# [MATERIALS PROVIDED]
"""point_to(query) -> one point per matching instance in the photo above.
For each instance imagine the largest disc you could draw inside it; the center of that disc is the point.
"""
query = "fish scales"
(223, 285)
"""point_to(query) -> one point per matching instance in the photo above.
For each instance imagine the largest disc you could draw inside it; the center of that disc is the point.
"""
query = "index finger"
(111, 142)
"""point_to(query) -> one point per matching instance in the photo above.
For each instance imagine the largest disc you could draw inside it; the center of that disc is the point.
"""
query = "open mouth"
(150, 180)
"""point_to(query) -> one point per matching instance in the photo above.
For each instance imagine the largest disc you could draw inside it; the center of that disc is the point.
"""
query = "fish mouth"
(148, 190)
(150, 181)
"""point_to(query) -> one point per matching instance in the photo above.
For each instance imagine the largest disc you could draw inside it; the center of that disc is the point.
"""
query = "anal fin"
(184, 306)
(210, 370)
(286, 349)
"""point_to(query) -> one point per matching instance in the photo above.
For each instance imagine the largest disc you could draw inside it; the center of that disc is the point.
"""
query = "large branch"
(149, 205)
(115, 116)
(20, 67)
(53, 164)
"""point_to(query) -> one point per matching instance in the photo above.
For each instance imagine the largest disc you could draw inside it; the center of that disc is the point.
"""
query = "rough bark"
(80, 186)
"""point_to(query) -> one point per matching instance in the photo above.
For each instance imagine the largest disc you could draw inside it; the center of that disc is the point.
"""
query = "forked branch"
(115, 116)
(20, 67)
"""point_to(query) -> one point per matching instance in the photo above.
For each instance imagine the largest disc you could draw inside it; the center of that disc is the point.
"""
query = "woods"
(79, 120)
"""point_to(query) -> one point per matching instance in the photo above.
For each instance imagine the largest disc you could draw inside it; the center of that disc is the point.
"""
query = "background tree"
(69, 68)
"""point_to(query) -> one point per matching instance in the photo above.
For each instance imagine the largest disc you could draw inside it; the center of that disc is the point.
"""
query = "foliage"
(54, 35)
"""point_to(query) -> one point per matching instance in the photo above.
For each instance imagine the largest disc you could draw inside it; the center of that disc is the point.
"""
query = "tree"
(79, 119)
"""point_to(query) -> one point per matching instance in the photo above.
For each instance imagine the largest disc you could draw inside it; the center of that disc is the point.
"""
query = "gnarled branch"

# [TASK GOAL]
Copy out the material above in its entirety. Every detail must match.

# [FINISHED TASK]
"""point_to(query) -> one point per matching instance in the photo above.
For each instance imagine the largest disc you could draw inside it; the center of that disc is the point.
"""
query = "fish scales"
(223, 285)
"""point_to(query) -> one point per matching instance in the photo above.
For each instance imagine the largest disc you could draw inside it; the center of that disc is the point.
"""
query = "index finger"
(111, 142)
"""point_to(query) -> one point per matching instance in the photo above.
For each instance imagine the largest disc you could draw inside it; the center of that disc is the point.
"""
query = "open mouth"
(150, 180)
"""point_to(query) -> one point per matching instance in the photo above.
For each instance imagine the largest disc you could draw inside it; the center of that disc is the point.
"""
query = "fish mouth"
(148, 190)
(150, 181)
"""point_to(query) -> one point per matching instance in the photo above.
For each instance imagine the largest disc you could draw inside it; the center of that disc is the point.
"""
query = "anal fin"
(184, 306)
(210, 370)
(286, 349)
"""point_to(query) -> one point per matching instance in the photo above.
For each instance imagine the largest disc you could draw inside it; the center of that disc is the point.
"""
query = "large branch"
(149, 205)
(115, 116)
(20, 67)
(53, 164)
"""point_to(query) -> one point per matching instance in the photo above.
For each instance imagine the largest disc you could draw inside it; the center of that disc is the point.
"""
query = "rough bark"
(80, 186)
"""point_to(query) -> one point per matching instance in the photo above.
For each instance imagine the largest disc you could draw inside it; the center of that disc is the point.
"""
query = "forked branch"
(115, 116)
(20, 67)
"""point_to(query) -> one point per matching instance in the photo above.
For each instance imagine the largest disc you could draw inside it; the center of that disc is the point.
"""
query = "woods"
(79, 120)
"""point_to(query) -> one point per matching instance in the photo above.
For each instance imagine the largest disc you could draw inside it; the center of that disc is the point.
"""
query = "background tree"
(69, 68)
"""point_to(query) -> one point per matching instance in the photo above.
For each instance imagine the largest disc you could draw inside it; the center of that disc is the point.
"""
query = "foliage"
(54, 35)
"""point_to(query) -> one point per matching instance in the photo above.
For each instance imagine the largest disc you could draw inside it; the center of that disc is the point.
"""
query = "tree"
(79, 119)
"""point_to(query) -> one point per matching instance in the photo above.
For each instance imagine the largest disc you could draw inside it; the center of that disc is the point.
"""
query = "gnarled branch"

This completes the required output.